* Goal:
Beginning with the line containing "of the foliage" and ending with the last line of the records, set down every line exactly.
++++++
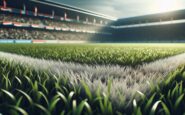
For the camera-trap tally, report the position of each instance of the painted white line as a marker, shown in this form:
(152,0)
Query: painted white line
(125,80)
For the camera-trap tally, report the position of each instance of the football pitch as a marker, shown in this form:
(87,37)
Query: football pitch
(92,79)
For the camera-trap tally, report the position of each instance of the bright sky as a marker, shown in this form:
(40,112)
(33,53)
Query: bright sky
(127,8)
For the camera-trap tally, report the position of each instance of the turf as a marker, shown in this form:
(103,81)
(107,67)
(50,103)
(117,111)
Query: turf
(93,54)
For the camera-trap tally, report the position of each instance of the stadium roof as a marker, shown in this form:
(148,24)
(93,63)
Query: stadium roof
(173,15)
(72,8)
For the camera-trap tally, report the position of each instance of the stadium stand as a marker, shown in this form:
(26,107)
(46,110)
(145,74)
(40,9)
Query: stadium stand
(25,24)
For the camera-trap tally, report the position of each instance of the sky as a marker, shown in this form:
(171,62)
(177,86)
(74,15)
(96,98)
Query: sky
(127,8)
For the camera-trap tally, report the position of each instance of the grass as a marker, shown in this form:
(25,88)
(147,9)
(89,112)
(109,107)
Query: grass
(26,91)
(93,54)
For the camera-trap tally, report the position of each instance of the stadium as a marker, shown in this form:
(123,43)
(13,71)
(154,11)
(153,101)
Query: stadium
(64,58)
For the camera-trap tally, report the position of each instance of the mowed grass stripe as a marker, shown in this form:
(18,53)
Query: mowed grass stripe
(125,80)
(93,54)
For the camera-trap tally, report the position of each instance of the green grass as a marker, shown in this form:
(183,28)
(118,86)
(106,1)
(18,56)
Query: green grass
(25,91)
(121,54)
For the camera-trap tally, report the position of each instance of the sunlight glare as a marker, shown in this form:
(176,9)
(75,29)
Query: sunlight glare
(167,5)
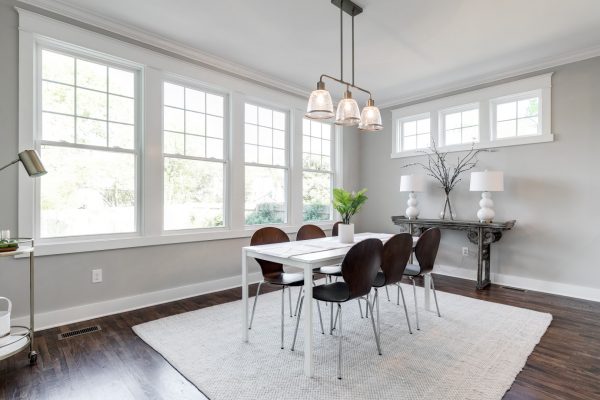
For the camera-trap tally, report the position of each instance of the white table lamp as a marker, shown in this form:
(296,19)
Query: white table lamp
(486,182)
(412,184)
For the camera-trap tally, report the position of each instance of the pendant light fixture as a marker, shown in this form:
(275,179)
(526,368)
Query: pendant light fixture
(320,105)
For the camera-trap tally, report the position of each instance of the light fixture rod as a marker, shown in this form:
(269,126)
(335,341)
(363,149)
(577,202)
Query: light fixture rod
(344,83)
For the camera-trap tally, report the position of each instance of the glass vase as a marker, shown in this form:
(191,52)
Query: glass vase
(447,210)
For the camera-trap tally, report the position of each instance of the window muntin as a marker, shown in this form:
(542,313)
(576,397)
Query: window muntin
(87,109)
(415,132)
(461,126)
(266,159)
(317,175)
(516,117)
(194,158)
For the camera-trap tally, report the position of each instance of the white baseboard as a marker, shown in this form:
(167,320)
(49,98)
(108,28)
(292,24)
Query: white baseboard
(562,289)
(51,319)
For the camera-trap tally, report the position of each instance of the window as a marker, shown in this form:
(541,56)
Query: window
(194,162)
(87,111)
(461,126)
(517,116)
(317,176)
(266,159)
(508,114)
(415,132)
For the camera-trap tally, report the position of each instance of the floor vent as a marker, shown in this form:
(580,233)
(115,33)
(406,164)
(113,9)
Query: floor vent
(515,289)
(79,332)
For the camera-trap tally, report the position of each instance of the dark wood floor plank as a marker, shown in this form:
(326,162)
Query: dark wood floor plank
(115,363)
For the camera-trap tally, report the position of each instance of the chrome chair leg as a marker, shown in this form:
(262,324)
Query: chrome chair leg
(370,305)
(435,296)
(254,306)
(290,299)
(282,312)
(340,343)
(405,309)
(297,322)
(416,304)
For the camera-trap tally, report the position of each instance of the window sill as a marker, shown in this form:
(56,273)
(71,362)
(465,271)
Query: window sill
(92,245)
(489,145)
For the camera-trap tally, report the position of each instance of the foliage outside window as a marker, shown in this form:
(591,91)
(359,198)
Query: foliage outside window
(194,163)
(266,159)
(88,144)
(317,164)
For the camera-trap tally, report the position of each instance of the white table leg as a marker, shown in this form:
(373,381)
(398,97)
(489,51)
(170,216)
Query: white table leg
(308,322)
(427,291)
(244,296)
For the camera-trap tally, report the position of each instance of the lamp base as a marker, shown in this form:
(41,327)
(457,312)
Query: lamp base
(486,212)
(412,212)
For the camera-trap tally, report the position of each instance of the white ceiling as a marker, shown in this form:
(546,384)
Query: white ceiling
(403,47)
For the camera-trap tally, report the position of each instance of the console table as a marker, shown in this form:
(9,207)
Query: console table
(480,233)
++++++
* Finished answer:
For the camera-trap tally, report the position of each instance of the foliage outside window as a marker, shown in this form:
(591,91)
(359,198)
Query: foliage outside window
(194,163)
(266,159)
(88,144)
(317,164)
For the camera-trap tally, report the position of each instance of the white table leg as a marker, shown in this form:
(373,381)
(398,97)
(489,51)
(170,216)
Query: white table leg
(308,322)
(427,291)
(244,296)
For the camera-trap tally, report the position of each instance of the lamp base as a marker, shown in this form:
(41,327)
(457,312)
Query: lamp base
(486,212)
(412,212)
For the camera-trap tally, report the position of each instance of the white ceiling as a marker, shown in this form:
(546,384)
Query: white ceiling
(403,47)
For the camera-trap tally, report the position of each instance of the console table as a marker, shown in this form:
(9,207)
Query: console table
(480,233)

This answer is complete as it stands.